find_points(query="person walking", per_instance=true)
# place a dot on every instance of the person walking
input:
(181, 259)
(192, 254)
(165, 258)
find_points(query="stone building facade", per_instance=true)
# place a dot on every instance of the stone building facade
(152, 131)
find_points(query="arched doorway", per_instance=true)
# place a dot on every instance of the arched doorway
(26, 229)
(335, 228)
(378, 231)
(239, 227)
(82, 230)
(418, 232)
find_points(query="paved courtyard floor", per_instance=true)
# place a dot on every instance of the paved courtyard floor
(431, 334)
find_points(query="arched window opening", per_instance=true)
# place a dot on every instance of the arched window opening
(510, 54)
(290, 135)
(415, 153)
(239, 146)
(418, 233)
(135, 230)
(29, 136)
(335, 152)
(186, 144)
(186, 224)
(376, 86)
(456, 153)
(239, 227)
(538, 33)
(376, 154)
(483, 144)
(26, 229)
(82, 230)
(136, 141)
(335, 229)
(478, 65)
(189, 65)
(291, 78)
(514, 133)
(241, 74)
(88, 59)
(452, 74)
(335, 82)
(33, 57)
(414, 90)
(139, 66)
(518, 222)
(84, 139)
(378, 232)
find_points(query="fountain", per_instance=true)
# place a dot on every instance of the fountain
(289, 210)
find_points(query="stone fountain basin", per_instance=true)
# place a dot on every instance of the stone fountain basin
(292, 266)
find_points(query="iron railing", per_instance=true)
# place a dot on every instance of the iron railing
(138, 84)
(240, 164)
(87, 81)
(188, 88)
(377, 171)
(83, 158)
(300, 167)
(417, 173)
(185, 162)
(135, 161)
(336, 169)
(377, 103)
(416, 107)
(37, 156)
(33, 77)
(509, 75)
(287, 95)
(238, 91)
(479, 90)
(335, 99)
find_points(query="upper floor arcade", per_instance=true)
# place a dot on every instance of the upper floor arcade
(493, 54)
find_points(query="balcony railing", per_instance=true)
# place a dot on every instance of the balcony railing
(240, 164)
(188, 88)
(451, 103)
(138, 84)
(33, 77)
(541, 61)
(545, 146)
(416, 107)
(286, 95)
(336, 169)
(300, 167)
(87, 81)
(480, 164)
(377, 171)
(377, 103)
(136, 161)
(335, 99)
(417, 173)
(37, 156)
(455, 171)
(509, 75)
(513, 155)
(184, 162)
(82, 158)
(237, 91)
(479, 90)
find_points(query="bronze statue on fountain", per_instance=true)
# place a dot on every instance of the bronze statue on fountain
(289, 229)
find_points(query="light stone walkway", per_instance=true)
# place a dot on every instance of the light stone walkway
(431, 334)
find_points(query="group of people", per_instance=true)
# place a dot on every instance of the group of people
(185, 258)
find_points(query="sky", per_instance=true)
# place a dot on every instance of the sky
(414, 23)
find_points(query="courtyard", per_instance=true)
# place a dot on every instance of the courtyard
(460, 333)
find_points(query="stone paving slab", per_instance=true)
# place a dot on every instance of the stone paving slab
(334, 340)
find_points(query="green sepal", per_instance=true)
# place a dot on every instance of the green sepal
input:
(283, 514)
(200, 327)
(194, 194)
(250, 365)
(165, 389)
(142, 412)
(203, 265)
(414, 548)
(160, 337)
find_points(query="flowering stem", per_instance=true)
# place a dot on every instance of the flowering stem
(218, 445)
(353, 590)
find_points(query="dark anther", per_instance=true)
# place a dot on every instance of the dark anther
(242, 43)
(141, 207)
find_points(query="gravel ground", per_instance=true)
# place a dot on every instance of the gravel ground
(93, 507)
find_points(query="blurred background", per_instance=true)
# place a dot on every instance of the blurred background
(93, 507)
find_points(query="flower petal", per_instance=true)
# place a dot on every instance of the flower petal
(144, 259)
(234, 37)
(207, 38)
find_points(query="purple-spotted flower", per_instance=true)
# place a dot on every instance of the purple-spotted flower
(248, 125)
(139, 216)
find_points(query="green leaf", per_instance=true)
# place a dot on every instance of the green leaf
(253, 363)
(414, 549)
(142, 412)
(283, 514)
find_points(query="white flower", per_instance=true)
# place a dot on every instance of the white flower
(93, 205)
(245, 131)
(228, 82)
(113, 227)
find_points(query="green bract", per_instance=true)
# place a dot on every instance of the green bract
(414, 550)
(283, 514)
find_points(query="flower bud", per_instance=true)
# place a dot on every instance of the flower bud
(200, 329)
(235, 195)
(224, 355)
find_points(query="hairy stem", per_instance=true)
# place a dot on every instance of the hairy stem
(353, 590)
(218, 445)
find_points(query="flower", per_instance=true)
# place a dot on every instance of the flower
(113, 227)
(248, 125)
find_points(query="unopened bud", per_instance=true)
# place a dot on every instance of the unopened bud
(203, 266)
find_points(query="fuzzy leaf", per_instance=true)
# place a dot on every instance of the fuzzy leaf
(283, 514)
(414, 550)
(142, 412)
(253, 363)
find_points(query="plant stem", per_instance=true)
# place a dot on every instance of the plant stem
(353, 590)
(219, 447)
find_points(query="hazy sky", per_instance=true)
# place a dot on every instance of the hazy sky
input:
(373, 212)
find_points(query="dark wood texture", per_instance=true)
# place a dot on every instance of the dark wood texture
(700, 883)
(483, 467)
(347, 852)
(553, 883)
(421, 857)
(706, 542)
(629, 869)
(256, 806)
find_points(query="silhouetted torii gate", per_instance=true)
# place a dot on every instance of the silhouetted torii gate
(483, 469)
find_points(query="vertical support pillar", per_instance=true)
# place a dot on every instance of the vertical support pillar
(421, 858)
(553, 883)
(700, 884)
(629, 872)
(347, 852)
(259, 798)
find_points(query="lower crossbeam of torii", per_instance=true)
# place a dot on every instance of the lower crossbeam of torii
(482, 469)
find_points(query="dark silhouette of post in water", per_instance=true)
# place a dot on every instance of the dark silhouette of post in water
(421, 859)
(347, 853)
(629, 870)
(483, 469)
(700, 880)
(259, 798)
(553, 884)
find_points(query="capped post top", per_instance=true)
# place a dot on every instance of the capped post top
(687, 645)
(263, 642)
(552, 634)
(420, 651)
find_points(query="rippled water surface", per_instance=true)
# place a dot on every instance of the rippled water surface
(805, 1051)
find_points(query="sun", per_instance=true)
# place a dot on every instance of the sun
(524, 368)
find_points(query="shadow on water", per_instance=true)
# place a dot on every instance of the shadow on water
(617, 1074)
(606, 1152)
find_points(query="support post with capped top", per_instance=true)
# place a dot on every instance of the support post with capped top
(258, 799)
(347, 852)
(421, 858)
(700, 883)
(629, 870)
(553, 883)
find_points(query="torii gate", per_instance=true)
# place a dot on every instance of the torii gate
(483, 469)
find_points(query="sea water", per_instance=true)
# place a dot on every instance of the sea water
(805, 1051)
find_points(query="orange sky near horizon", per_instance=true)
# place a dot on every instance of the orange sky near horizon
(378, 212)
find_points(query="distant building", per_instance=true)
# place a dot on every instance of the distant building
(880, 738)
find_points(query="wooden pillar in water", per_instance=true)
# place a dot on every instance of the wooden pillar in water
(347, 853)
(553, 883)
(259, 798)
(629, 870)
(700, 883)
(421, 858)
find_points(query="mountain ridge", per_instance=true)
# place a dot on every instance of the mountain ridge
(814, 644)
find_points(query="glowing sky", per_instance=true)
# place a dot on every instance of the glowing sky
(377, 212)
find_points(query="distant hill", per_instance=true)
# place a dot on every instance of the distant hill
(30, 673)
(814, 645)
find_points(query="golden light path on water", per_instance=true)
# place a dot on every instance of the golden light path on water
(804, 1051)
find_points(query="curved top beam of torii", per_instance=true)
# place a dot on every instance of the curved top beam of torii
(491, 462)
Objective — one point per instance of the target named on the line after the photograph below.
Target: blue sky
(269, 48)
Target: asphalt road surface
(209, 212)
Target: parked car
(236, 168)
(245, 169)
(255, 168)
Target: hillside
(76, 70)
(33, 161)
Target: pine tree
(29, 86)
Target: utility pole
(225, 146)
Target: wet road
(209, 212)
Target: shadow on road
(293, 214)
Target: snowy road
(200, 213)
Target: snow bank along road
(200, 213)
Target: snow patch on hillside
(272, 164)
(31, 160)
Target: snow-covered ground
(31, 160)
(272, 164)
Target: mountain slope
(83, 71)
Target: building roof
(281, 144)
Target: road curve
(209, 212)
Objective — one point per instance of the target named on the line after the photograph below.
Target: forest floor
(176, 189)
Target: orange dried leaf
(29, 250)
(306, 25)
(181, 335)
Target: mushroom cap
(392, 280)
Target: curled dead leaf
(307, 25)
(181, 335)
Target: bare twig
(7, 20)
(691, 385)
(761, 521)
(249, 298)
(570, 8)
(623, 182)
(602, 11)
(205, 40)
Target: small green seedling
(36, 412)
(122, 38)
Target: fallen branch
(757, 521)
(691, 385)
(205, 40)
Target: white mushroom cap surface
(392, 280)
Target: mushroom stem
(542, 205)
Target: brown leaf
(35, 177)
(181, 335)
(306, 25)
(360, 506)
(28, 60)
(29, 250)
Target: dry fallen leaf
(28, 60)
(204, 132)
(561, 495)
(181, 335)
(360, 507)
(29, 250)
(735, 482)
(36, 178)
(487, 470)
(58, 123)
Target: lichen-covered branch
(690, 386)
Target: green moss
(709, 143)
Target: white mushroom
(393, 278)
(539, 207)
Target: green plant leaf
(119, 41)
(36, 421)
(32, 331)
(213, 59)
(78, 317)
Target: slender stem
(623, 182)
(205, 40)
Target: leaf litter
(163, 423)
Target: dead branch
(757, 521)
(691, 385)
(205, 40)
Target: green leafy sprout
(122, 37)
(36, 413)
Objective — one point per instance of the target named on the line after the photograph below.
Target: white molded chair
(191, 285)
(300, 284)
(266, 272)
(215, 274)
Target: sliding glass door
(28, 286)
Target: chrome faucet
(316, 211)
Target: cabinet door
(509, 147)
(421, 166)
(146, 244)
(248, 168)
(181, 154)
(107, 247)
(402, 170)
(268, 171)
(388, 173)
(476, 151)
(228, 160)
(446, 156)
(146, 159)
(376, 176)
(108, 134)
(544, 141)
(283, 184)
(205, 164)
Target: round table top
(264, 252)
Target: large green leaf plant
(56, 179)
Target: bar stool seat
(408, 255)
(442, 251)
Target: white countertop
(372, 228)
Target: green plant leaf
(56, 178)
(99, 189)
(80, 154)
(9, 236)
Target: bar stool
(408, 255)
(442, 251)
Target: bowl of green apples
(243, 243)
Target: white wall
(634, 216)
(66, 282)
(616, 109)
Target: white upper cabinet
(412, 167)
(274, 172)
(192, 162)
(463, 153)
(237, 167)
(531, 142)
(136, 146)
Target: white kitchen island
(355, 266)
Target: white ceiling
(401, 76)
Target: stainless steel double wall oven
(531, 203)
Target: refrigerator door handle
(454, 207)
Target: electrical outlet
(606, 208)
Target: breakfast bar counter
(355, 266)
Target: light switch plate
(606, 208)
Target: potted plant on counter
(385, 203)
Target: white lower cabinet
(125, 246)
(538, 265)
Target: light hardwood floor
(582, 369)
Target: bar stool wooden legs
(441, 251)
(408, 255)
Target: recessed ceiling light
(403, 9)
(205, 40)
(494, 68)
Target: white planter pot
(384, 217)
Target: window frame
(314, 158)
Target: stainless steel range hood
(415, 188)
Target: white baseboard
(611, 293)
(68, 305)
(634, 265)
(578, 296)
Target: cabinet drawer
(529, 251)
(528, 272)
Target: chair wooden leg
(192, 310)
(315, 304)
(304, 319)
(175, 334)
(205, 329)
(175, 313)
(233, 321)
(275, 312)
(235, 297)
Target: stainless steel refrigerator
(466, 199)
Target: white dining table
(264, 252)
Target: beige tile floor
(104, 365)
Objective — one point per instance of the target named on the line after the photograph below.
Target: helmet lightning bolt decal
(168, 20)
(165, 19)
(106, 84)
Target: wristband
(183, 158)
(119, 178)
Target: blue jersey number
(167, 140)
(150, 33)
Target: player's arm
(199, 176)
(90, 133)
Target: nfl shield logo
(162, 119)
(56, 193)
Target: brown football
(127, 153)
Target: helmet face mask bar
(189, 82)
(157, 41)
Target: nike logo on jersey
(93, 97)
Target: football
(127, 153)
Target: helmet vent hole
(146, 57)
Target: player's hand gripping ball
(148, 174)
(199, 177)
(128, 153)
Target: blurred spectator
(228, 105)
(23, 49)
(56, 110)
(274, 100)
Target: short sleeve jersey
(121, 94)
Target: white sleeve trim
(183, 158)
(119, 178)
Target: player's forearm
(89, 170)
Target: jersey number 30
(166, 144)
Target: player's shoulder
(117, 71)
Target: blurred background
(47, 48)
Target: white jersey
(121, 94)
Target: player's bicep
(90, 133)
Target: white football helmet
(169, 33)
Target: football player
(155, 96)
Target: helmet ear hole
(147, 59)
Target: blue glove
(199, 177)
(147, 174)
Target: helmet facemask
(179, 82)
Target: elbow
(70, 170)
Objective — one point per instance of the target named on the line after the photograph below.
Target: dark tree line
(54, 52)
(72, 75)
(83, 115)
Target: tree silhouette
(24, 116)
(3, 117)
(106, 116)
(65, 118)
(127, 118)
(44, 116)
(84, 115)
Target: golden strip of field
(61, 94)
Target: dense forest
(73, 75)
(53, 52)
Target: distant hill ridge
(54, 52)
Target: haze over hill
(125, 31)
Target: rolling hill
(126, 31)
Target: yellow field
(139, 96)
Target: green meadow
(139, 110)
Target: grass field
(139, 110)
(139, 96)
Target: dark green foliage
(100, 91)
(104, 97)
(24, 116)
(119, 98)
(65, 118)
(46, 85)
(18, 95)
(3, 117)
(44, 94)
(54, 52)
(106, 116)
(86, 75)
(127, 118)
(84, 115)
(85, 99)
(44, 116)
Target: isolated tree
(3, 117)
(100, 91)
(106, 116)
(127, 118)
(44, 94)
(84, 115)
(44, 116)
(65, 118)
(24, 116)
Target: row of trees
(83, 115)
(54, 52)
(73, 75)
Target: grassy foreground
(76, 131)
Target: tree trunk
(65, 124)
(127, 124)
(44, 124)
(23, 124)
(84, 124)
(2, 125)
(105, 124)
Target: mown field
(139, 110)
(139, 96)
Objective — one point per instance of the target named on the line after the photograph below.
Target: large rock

________________________________________

__What is needed__. Which lines of the listing include the string "person"? Pull them out.

__Solution for this task__.
find_points(query="person walking", per_instance=true)
# place a dot on every instance of the person walking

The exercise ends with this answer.